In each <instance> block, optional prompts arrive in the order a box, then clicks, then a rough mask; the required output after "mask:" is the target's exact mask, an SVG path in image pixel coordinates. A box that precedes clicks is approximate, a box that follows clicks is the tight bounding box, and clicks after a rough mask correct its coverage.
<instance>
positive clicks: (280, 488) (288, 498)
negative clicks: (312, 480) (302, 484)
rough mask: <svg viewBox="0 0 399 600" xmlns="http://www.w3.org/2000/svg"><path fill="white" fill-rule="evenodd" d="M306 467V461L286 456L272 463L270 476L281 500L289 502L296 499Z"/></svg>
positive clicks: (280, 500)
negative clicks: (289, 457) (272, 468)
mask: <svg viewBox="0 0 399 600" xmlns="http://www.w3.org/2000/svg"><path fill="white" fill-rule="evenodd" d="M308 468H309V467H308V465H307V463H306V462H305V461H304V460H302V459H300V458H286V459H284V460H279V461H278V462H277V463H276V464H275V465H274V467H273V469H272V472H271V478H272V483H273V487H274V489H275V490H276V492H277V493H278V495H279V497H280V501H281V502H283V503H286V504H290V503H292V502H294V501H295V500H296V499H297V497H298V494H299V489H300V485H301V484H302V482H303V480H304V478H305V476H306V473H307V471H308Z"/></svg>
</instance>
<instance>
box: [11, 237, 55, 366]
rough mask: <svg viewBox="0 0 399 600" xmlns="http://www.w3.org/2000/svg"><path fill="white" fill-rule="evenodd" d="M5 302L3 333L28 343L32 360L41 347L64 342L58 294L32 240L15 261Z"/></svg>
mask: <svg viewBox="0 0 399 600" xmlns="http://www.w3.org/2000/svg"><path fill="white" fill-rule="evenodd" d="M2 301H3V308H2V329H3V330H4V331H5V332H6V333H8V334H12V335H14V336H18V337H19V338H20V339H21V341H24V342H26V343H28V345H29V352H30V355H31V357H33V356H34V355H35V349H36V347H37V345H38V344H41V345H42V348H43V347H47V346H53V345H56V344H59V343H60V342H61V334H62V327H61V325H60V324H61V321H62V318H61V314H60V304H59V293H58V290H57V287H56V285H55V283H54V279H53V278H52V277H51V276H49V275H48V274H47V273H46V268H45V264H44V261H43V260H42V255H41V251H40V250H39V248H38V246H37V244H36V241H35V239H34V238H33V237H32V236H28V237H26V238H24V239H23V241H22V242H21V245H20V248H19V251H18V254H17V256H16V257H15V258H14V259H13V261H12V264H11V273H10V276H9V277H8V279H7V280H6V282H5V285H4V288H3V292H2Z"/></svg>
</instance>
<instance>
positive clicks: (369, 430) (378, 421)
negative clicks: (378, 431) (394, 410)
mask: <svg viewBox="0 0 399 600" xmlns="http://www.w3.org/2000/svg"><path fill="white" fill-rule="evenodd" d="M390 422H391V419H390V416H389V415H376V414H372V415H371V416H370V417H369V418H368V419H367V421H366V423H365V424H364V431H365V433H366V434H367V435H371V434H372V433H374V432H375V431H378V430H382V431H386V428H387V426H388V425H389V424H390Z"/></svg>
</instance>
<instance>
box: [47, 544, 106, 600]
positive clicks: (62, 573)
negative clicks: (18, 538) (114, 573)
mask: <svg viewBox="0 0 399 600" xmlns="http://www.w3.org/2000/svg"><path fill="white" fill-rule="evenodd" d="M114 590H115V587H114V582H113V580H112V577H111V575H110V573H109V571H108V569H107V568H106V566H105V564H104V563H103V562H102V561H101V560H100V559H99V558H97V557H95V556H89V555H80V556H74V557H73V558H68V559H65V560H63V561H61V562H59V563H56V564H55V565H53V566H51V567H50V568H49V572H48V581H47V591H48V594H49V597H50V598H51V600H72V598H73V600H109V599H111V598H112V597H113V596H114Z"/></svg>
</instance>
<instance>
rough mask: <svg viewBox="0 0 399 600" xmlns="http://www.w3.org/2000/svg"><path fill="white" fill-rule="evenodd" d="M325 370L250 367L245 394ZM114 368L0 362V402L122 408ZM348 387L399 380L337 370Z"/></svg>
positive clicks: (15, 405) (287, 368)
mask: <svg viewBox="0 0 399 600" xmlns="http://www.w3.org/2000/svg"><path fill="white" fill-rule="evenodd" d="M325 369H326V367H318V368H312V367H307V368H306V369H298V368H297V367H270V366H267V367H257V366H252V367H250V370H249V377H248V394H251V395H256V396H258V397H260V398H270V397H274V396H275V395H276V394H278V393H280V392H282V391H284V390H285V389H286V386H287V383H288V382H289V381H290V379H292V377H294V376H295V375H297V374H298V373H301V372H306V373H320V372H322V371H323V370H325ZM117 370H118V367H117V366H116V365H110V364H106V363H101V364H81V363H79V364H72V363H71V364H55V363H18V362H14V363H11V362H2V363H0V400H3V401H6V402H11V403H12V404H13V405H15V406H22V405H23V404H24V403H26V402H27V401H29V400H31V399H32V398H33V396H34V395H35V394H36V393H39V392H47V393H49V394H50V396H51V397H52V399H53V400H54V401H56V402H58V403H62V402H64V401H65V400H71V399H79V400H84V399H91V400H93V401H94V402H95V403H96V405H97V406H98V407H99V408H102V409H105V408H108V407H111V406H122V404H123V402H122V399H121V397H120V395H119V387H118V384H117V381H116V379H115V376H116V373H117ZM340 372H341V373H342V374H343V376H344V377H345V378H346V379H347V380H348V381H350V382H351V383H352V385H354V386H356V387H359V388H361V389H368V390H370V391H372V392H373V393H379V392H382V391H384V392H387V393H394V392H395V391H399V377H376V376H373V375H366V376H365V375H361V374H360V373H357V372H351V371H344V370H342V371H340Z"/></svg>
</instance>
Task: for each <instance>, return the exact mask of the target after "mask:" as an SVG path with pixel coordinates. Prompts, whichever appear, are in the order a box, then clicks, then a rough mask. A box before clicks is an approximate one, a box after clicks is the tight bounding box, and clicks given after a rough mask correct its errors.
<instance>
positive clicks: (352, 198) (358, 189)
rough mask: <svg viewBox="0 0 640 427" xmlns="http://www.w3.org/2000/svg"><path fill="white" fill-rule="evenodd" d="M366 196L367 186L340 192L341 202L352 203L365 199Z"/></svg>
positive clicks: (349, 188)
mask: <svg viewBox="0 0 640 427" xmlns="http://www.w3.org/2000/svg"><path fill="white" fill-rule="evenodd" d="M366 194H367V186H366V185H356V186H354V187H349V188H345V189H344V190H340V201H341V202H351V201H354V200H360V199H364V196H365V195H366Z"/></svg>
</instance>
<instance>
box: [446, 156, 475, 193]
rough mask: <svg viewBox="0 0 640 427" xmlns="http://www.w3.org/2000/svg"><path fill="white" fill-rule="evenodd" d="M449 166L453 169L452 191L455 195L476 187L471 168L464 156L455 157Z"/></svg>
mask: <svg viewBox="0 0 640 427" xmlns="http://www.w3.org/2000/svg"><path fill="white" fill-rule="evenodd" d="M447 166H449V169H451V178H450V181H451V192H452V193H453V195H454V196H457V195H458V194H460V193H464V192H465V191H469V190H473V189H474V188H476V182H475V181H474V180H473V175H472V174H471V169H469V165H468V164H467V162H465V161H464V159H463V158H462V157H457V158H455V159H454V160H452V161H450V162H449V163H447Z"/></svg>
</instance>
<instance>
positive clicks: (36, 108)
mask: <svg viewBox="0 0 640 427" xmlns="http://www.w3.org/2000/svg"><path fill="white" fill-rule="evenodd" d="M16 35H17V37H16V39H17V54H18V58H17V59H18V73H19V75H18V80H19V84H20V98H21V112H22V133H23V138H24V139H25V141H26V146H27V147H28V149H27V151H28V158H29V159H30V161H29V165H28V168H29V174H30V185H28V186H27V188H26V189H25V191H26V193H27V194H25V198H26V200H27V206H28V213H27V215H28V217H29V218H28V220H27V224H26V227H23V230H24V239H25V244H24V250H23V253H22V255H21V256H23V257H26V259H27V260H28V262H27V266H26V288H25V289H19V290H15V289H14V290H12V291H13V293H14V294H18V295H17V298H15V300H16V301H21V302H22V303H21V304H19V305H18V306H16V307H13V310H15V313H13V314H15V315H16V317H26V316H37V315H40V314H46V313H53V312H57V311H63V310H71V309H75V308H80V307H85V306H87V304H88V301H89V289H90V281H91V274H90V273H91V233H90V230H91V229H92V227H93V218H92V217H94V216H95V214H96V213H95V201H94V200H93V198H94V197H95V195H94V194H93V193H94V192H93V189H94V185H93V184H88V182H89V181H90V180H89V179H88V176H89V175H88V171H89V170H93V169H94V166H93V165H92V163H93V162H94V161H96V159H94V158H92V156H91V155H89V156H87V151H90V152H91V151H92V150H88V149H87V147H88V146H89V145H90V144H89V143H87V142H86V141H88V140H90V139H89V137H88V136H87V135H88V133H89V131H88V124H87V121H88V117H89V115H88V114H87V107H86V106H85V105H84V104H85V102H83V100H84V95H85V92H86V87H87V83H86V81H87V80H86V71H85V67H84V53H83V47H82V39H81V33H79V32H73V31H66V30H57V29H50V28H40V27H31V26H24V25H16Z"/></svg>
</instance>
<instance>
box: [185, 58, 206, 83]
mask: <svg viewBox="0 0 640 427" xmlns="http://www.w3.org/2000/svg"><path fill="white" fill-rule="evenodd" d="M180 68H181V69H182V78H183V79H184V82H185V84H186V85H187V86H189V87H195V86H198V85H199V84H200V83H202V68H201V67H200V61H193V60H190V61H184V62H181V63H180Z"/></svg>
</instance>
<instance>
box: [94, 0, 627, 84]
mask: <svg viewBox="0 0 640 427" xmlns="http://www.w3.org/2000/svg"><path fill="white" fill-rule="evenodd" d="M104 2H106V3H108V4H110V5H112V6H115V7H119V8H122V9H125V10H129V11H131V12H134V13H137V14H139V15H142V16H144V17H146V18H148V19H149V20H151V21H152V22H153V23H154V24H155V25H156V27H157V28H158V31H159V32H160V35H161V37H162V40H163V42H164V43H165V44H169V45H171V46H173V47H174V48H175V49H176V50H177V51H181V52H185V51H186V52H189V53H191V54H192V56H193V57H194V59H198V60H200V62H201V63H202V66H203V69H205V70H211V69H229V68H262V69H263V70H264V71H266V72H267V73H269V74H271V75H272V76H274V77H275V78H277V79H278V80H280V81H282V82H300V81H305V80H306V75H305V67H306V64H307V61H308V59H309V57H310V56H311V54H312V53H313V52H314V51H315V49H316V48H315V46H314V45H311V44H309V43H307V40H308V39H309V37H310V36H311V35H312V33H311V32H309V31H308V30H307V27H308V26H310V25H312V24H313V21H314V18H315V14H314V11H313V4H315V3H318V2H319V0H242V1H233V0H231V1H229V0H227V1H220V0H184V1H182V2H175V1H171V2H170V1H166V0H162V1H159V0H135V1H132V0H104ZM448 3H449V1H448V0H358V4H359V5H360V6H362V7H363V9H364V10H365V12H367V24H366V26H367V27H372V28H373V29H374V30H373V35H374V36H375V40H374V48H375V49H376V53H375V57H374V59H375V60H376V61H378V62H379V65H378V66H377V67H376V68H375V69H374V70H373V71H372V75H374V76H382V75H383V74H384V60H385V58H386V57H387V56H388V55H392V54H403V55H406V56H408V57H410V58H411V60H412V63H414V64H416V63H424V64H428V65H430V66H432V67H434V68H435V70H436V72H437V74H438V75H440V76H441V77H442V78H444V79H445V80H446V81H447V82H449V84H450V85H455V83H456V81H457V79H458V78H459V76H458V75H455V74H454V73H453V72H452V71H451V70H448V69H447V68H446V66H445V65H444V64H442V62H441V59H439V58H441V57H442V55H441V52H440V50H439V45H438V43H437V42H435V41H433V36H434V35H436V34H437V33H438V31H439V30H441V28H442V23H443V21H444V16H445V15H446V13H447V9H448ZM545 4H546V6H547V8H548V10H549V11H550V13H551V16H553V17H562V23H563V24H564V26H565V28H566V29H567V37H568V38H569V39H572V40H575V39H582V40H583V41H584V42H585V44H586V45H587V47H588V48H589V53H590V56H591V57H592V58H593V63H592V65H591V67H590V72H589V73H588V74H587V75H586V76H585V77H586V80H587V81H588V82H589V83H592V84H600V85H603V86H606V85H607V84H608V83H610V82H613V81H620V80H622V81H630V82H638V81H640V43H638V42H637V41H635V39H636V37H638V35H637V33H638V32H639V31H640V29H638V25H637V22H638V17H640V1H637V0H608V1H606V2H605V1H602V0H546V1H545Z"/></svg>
○ ○ ○ ○
- What needs to be done
Return the entries exactly through the "negative clicks: (312, 480) (302, 484)" line.

- Completed task
In each <instance> block, optional prompts arrive in the order a box, then clicks, then a rough mask; the required output after "mask:" is the target's exact mask, an SVG path in image pixel coordinates. A box that precedes clicks is approximate, a box that follows clicks is the tight bounding box, and clicks after a rough mask correct its coverage.
<instance>
positive clicks: (280, 488) (288, 498)
negative clicks: (312, 480) (302, 484)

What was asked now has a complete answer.